Format the lines of the material below as a JSON list of strings, one string per line, with blank lines omitted. Start at the line containing "Note: annotate every instance of the silver" and end at the last line of the material.

(ROWS):
((

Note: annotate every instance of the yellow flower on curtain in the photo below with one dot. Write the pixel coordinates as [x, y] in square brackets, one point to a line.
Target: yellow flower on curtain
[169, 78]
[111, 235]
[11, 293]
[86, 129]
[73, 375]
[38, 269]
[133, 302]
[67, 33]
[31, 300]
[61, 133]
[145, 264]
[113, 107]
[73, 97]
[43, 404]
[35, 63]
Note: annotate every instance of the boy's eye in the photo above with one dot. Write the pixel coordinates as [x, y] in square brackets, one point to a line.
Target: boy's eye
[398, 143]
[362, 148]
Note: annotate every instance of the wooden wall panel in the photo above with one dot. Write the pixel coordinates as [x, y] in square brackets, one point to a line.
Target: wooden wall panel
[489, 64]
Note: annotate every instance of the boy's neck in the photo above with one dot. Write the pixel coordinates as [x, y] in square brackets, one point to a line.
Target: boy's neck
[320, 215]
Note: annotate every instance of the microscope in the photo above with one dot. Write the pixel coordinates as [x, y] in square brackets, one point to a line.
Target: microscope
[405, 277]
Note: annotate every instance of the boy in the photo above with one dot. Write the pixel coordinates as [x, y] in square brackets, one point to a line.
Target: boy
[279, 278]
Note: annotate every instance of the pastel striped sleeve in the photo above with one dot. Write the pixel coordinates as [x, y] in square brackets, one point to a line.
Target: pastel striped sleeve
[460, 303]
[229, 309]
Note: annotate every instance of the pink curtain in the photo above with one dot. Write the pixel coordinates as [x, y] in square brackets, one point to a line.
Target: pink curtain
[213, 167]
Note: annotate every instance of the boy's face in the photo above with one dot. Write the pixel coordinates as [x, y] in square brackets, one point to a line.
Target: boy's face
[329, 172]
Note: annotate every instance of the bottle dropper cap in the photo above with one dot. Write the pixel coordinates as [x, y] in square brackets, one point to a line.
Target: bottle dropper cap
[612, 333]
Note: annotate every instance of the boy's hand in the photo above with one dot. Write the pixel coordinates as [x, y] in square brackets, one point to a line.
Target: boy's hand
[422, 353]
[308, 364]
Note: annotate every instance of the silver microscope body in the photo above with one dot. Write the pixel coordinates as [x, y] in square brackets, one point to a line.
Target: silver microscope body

))

(EXERCISE RESULT):
[
  "Note: annotate every instance of the silver microscope body in the photo above with one dot. Write the pixel coordinates as [x, y] in square brackets, one point to a line.",
  "Target: silver microscope body"
]